### TASK STATEMENT
Pick out each line of the rows below that contains the word "spot", and copy those lines.

### Rows from a box labeling dataset

— Begin —

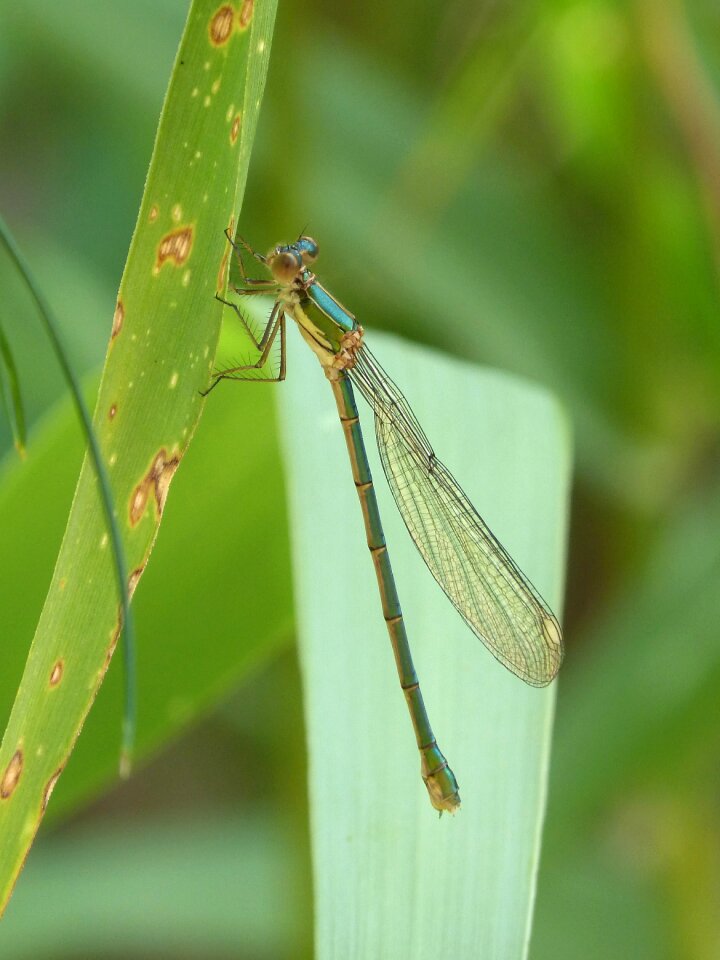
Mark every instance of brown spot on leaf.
[208,3,235,47]
[0,750,23,800]
[230,113,241,145]
[155,227,193,273]
[128,564,145,600]
[238,0,255,30]
[43,765,64,813]
[130,447,180,527]
[110,300,125,340]
[50,659,65,687]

— End —

### WRITTEN ANSWER
Mark every instance of brown spot on leaf.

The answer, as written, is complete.